● **TEXT TO READ**
Failed build rerun cost in 2026: what flaky tests cost in compute and time

Every retry on a failed build runs the pipeline again. The CI bill rises by the percentage of builds that retry, sometimes more if the retry compounds: a flake on retry triggers another retry. The compute cost is small. The hidden bill is developer-time spent investigating flakes, which is consistently larger and ignored on most cost dashboards. This page quantifies the rerun line item using public data on flake rates and the same payroll anchors as the wait-time analysis.

Headline at a glance (2026)

A 10% flake rate at 25 developers pushing 5 times each per day adds about 11% to your monthly compute spend (typically $50-200) and about $5,000-10,000 in developer-time investigation cost. The deflake project that drops the rate to 2% pays back in days; the harder challenge is the engineering discipline to actually do it.

● **DATA EXCERPTS**
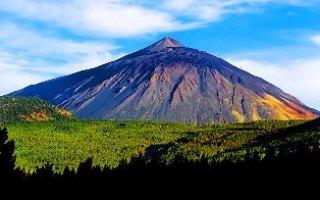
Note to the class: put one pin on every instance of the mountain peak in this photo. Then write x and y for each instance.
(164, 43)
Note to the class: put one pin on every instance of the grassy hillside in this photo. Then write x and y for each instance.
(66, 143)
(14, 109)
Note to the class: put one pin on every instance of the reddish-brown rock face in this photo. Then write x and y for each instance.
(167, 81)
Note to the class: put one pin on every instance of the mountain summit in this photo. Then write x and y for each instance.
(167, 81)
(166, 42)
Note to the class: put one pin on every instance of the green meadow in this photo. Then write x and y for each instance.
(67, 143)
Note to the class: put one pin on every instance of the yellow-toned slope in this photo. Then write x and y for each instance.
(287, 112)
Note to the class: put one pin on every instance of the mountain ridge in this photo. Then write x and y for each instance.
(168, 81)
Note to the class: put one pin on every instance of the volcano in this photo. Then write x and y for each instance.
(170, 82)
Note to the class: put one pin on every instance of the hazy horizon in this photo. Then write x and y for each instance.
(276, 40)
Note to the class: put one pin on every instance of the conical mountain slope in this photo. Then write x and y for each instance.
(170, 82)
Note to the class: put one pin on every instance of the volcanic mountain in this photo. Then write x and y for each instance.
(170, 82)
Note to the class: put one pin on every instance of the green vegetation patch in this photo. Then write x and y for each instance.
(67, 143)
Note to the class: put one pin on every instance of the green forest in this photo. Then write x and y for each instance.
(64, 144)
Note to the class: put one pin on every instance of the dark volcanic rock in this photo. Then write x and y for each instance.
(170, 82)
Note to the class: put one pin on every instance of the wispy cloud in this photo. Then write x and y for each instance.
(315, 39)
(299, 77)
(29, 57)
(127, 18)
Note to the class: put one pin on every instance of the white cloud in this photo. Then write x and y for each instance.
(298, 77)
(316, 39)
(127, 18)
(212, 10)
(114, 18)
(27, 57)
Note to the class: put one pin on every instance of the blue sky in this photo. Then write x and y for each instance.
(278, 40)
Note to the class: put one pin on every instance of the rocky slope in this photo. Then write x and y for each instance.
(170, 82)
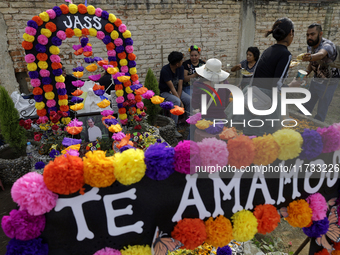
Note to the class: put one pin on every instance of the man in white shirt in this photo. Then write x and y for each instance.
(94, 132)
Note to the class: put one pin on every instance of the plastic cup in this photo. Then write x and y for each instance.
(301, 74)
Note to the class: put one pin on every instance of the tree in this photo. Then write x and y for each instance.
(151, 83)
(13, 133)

* * *

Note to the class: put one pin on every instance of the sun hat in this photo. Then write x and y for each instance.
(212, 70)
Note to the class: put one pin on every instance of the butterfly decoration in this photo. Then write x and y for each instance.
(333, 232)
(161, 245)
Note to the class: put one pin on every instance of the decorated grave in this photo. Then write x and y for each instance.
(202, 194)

==

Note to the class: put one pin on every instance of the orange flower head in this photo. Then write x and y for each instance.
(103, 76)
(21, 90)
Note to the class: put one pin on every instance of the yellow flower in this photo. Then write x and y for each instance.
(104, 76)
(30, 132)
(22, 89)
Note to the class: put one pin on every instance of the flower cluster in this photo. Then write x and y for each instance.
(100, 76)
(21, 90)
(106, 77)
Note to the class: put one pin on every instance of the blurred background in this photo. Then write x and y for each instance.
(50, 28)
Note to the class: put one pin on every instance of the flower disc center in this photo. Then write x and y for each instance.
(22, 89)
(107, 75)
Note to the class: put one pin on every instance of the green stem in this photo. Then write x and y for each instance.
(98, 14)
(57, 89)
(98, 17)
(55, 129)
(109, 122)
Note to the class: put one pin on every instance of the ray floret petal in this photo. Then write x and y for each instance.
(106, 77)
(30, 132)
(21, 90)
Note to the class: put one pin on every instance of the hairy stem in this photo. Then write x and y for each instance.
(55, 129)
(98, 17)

● **JOBS**
1. Show each line of the entries that contains the word "white", copied in full.
2. Please take the page on flaky test rerun costs further, starting right after its final sentence.

● **EXPECTED RESPONSES**
1.
Note to the class: put one pin on every instance of the white cloud in this photo. Then write x and y for each instance.
Note to the class: put one pin on every instance of the man in white shirt in this photo. Then write x and y for each instance.

2.
What "flake rate" actually measures

Flake rate is the percentage of CI runs that fail and then pass on retry without any code changes. The denominator is total runs, not just failed runs. A 10% flake rate means one in ten runs flakes; a 5% rate is one in twenty. Different teams measure it differently: some count test-case retries (each individual test that retries successfully), some count job retries (an entire job that re-runs successfully), some count workflow retries (a complete pipeline rerun). The job-level rate is the one most CI vendor dashboards expose by default.

Industry data on typical rates is consistent. The Snyk State of Open Source Security and similar surveys show 5-15% flake rates as common in browser-test-heavy and integration-test-heavy codebases. Pure unit test suites typically run under 2% once they are mature. Newer codebases tend toward higher flake rates as test infrastructure stabilises. A 10% rate is common for web teams; a 0.5-2% rate is the achievable target for teams that invest in flake reduction.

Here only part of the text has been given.